* [DATA RECORDS]:
○ ○ ○

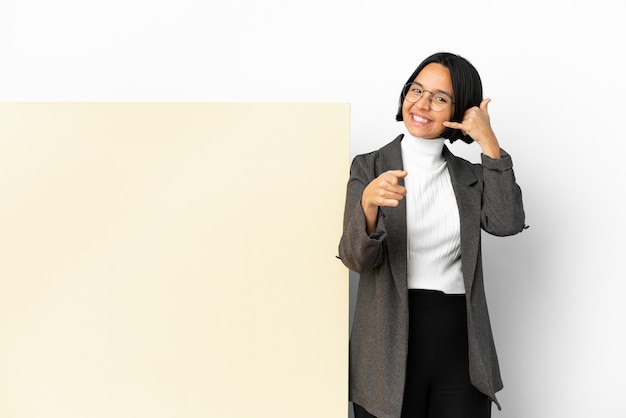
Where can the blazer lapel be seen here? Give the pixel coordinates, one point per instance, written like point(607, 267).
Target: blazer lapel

○ ○ ○

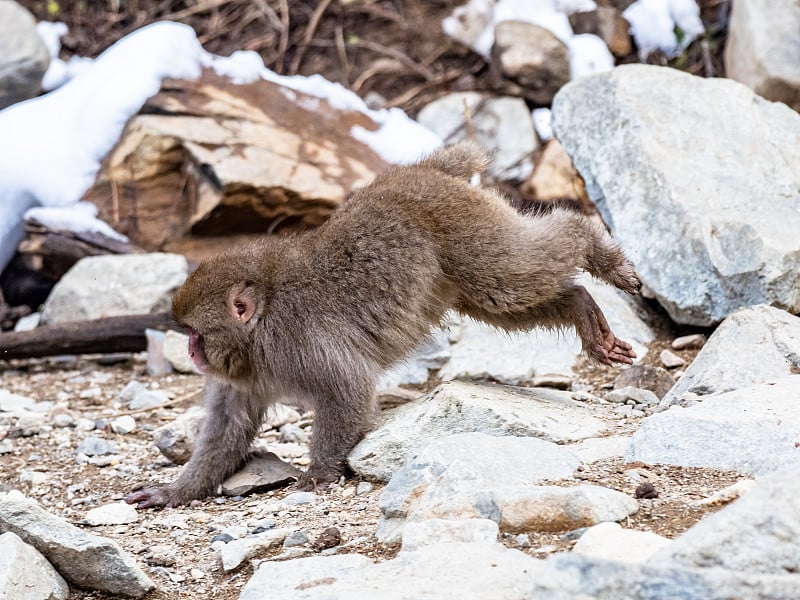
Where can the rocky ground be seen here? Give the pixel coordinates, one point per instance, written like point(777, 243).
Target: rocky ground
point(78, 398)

○ ○ ○

* [ABOUT THIS EXERCISE]: Copy the lines of the entries above that mention "blazer".

* [OUTPUT OF THE EXERCISE]:
Where can the blazer lapel be seen here? Give the pixel coordinates, one point per instance, written like point(607, 267).
Target: blazer lapel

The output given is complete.